__Direction__. Return every line of the records that contains the word "grass".

──────────────────────────────

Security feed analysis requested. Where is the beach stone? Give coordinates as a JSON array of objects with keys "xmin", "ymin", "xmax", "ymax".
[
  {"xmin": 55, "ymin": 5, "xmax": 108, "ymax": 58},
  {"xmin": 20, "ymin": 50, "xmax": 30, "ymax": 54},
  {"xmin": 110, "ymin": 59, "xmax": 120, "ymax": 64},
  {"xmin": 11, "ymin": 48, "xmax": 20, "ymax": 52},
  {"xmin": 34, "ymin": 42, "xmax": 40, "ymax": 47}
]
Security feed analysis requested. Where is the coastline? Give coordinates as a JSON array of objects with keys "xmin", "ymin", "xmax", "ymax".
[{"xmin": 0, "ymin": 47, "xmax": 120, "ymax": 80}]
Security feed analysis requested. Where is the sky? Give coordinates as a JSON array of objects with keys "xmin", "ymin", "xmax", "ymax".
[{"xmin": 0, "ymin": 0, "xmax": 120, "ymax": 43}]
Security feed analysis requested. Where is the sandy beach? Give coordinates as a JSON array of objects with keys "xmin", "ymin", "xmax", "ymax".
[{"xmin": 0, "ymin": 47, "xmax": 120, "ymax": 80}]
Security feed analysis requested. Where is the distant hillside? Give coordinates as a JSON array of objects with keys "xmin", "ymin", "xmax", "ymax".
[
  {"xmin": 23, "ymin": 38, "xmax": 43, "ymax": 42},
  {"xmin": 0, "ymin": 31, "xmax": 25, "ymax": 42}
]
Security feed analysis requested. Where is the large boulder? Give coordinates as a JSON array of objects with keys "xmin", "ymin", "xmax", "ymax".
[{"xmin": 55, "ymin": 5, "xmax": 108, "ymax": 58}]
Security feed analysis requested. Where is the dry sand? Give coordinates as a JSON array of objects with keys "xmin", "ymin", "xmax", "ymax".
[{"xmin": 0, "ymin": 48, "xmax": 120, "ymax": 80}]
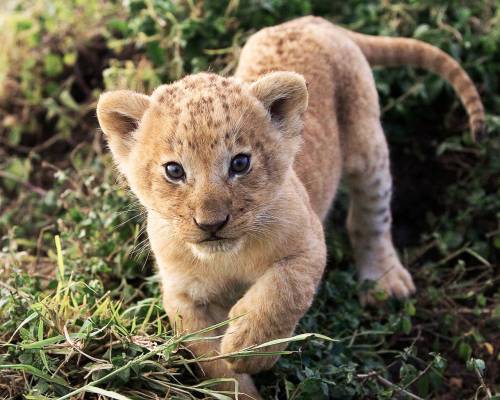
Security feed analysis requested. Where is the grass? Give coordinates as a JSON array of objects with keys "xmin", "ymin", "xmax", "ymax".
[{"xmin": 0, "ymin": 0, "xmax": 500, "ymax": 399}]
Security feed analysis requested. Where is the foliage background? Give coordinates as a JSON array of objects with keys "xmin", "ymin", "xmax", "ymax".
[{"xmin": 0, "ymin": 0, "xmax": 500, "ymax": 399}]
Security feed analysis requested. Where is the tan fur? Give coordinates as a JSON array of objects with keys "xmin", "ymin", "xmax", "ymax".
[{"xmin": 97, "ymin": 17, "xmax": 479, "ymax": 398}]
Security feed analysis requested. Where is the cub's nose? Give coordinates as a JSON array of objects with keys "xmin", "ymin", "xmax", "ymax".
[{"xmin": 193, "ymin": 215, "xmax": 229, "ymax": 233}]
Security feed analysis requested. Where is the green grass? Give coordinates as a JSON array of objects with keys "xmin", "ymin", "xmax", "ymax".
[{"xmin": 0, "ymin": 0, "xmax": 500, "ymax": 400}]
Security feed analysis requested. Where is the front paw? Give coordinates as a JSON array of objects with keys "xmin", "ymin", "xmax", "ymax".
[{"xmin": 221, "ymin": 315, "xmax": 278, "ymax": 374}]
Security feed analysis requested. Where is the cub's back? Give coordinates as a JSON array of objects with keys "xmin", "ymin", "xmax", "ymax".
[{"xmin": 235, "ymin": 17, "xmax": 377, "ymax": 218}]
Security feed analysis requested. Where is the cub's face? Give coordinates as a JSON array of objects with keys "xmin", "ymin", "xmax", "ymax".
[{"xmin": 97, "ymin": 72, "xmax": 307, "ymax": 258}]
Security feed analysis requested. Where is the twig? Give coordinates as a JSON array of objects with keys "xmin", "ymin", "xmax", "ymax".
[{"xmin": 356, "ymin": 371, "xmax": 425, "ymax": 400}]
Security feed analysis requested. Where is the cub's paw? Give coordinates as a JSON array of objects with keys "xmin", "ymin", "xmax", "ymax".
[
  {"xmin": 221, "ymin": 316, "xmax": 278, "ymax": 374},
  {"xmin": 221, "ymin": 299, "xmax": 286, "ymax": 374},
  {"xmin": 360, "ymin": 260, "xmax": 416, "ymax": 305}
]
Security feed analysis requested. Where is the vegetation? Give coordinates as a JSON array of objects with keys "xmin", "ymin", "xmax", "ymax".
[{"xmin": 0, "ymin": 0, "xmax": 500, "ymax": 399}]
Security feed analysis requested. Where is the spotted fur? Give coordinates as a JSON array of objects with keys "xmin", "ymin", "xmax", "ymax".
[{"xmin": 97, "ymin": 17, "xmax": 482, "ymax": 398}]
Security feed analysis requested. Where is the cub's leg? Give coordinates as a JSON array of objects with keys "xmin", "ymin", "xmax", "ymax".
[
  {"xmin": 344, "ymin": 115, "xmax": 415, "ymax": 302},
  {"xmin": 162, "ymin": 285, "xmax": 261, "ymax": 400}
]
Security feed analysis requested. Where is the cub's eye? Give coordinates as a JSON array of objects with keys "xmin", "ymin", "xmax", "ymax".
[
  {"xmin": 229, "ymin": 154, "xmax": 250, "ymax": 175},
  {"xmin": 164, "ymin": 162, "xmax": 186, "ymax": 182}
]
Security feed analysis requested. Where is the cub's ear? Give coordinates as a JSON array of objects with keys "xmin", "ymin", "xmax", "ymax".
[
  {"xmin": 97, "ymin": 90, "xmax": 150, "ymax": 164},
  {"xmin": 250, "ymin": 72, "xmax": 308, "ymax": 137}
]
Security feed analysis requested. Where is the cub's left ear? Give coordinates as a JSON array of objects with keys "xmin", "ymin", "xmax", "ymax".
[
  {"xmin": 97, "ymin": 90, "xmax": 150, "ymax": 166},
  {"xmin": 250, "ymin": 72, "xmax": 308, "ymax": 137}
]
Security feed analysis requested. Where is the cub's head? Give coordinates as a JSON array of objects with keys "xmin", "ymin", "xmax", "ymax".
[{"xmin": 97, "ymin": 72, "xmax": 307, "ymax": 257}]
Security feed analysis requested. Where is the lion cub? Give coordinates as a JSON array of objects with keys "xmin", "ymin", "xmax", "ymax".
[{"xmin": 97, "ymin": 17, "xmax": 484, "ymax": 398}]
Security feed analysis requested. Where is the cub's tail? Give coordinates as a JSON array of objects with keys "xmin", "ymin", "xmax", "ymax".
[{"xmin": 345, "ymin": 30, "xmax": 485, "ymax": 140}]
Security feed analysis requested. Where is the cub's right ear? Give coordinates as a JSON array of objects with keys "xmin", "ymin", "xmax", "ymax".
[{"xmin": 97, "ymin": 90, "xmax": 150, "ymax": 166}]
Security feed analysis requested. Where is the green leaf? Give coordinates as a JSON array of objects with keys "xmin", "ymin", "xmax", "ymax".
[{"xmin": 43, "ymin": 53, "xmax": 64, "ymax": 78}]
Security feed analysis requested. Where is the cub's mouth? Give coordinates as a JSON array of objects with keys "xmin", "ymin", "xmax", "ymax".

──────────────────────────────

__Solution to the exercise__.
Security feed analysis requested. Where is the grass? Give coordinates as a JSON array of objects with keys "xmin", "ymin", "xmax", "ymax".
Security feed analysis requested. Where is the green grass? Give coordinates as a JSON array of objects with keys "xmin", "ymin", "xmax", "ymax".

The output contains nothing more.